- _PROBLEM DESCRIPTION_:
Please rewrite the part of the records that opens with the line containing "Locate the handwritten" and closes with the line containing "<point>110,787</point>", changing "number 11" to "number 7" and leaving everything else as it is.

- _RECORDS FOR THIS TASK_:
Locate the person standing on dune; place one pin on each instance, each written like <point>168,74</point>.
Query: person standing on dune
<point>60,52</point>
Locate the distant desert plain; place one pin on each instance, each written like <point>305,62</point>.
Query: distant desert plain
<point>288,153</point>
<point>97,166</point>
* * *
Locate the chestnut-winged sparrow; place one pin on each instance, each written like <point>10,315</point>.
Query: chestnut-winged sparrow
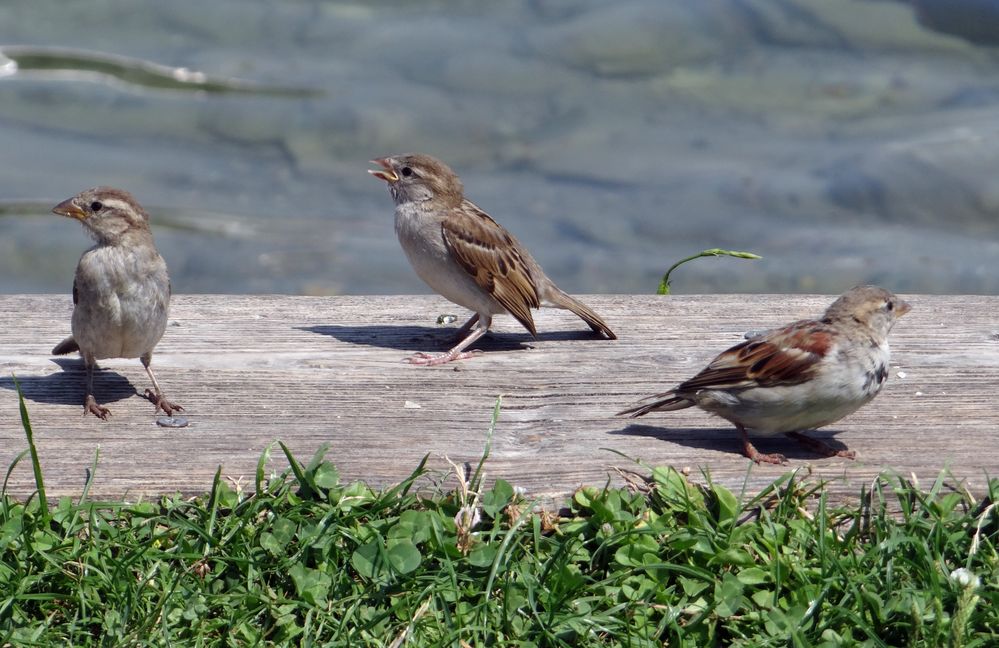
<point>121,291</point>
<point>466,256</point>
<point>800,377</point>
==
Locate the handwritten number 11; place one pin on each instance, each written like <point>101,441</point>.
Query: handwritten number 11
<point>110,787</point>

- _SOLUTION TO THIS TASK_:
Locate the handwritten number 7; place one pin on each instance, each written like <point>101,441</point>.
Query: handwritten number 7
<point>110,787</point>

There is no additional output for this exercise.